==== THE INPUT
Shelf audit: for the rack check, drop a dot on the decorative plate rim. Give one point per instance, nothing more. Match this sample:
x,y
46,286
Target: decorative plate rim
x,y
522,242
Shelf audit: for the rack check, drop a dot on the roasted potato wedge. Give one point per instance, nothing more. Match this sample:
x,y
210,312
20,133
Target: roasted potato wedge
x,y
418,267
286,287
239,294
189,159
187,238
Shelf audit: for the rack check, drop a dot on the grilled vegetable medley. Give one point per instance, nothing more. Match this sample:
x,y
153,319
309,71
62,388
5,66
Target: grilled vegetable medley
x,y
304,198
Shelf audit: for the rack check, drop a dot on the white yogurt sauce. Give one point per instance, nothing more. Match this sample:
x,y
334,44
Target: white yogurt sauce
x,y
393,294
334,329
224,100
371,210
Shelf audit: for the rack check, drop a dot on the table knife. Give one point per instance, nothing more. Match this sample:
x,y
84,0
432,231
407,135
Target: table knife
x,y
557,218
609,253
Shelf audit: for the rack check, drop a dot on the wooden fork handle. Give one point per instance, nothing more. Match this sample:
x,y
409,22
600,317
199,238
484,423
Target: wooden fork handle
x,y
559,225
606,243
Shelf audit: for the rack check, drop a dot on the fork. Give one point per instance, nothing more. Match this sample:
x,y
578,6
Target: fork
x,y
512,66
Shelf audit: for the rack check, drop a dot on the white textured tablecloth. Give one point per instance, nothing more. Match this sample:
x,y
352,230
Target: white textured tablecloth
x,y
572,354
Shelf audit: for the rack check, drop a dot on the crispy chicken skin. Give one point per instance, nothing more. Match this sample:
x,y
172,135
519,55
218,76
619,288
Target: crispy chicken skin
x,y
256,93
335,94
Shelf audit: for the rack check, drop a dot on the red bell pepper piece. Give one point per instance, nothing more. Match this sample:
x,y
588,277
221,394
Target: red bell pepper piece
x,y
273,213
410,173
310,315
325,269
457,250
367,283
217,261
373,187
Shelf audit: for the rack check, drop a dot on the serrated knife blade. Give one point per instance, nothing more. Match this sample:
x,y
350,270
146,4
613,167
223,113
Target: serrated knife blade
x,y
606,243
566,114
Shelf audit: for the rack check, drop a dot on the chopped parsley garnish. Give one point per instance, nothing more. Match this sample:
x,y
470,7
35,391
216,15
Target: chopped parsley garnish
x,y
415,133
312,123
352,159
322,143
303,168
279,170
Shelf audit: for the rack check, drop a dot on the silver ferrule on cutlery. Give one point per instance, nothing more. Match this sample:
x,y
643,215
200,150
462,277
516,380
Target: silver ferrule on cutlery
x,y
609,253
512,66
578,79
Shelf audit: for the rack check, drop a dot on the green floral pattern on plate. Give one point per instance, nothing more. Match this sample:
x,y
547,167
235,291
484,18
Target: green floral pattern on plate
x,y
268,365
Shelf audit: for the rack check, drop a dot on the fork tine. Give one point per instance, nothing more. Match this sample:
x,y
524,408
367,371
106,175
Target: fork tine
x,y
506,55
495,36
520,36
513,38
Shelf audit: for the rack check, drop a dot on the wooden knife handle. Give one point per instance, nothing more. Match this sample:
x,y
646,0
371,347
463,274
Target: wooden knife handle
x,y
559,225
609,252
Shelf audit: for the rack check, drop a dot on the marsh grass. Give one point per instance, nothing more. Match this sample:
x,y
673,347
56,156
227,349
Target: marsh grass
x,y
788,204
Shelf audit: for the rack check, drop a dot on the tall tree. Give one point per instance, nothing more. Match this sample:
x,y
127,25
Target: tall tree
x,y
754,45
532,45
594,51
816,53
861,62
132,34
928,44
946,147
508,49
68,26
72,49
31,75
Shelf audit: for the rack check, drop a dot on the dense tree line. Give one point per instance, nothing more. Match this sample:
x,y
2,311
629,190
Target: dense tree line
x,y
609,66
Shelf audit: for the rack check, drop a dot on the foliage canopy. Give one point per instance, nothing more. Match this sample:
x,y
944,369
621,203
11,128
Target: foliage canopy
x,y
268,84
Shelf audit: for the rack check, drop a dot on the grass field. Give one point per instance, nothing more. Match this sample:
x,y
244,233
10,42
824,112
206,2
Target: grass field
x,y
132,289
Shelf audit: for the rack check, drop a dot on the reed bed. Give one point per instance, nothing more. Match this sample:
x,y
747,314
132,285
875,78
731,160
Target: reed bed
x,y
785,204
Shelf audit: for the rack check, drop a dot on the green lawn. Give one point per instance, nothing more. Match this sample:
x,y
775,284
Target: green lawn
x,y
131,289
========
#### YOUR OBJECTIVE:
Please copy out each record, character for character.

#### RESPONSE:
Shelf audit: for the rack check, drop a dot on the decorative plate rim. Give one point per instance, nothing more. Match this sample:
x,y
46,286
Target: decorative plate rim
x,y
522,242
Shelf audit: for the rack check, drop a dot on the roasted potato wedge. Give one point per instance, nothing more. Match this sample:
x,y
210,312
20,133
Target: roasted potato wedge
x,y
418,267
286,287
239,294
189,159
187,238
Shelf audit: for the rack check, drop a dot on the grilled vegetable medley. Give one point per instance, nothing more. Match this sample:
x,y
153,319
309,71
62,388
5,66
Target: grilled vegetable medley
x,y
304,198
Shelf audit: for the rack check, drop a dot on the white yogurt sauce. Give one point per instance, nothing more. Match this sample:
x,y
334,44
Target: white yogurt sauce
x,y
393,294
334,329
224,100
371,210
Shelf audit: for the rack check, drop a dot on the table knife. Give one point per instance, nothing more. Match this sample:
x,y
84,0
432,231
407,135
Target: table knife
x,y
557,218
609,253
Shelf audit: for the rack check, drop a dot on the wooden fork handle. Give one point per instance, nothing more. Match this sample:
x,y
409,22
600,317
199,238
484,423
Target: wooden fork handle
x,y
559,225
606,243
Shelf audit: for the rack check, drop a dot on the fork. Give one point per instance, nothing more. Match this sample:
x,y
578,6
Target: fork
x,y
512,66
Shelf audit: for the rack check, drop a dot on the white textured tablecloth. Give one point per instance, nothing more. Match this sample:
x,y
352,230
Target: white textured tablecloth
x,y
572,354
Shelf audit: for the rack check, drop a dot on the crispy chicken skin. Give one point per instance, nothing more. Match this sample:
x,y
172,135
519,55
218,76
619,288
Target: crispy chicken skin
x,y
256,93
335,94
Shelf audit: for the rack check, drop a dot on the red bell pepper piece. Give one point per instance, nothing more. Match this sample:
x,y
588,277
221,394
Target: red bell pepper piece
x,y
273,213
410,173
310,315
325,269
457,250
367,283
217,261
373,187
Shelf audit: for the rack check, drop a dot on the serrated knife blade. Give one point per instance, nothing more. Match this sample:
x,y
350,270
146,4
613,167
223,113
Target: serrated knife blade
x,y
606,243
566,114
Shelf audit: for the rack check, drop a dot on the chopped parsley garnish. Give one point per instance, nothing more. Match this sample:
x,y
470,7
35,391
216,15
Target: chopped parsley garnish
x,y
415,133
312,123
352,159
322,143
303,168
279,170
Shelf audit: for the rack check, drop a dot on the silver ferrule on cutlery. Give one point per instance, nothing more. Match this sample:
x,y
643,215
200,150
462,277
516,380
Target: silver ferrule on cutlery
x,y
609,253
512,66
578,79
Shelf audit: for the rack check, drop a dot on the green floral pattern on plate. Give one point per instance, nothing more. Match this sample:
x,y
547,167
235,291
484,18
Target: green floral pattern on plate
x,y
268,365
Shelf audit: for the rack check, drop a dot on the fork tine. Give one point per instance, nothing more. Match this sample:
x,y
524,408
367,371
106,175
Target: fork tine
x,y
506,55
495,36
520,36
513,38
Shelf audit: for the rack check, drop a dot on the wooden knife handle. Give one point per instance, nothing more. Match this sample:
x,y
646,0
371,347
463,274
Target: wooden knife handle
x,y
559,225
609,252
Shelf audit: for the rack check, drop a dot on the marsh grass. Give one point per instance, nothing more. Match this sample:
x,y
673,347
56,156
227,349
Target: marsh grass
x,y
788,204
Shelf audit: for the rack check, drop a dot on the tall tree. Give one point per instance, nothing more. Match this sample:
x,y
127,25
Target: tall tree
x,y
754,45
532,45
594,51
816,53
861,62
132,34
928,44
946,147
508,49
68,26
72,49
31,75
Shelf audit: for the rack check, drop a dot on the dense tree line. Give one point per instance, nothing more. Match this sample:
x,y
2,311
629,190
Target: dense tree line
x,y
609,66
Shelf audit: for the rack check, drop a dot on the foliage canopy. Give one point per instance, nothing more. Match this sample:
x,y
944,369
621,203
11,128
Target: foliage canopy
x,y
268,84
Shelf audit: for the rack check, drop a dot on the grass field. Give one point per instance, nothing more. Match this sample:
x,y
244,233
10,42
824,112
206,2
Target: grass field
x,y
132,289
Shelf audit: for the rack check, drop a dot on the reed bed. Give one point per instance, nothing more. Match this sample:
x,y
747,314
132,285
875,78
731,160
Target: reed bed
x,y
785,204
Shelf audit: for the rack check, drop a dot on the green lawn. Give one point per instance, nothing more. Match this sample:
x,y
775,284
Target: green lawn
x,y
131,289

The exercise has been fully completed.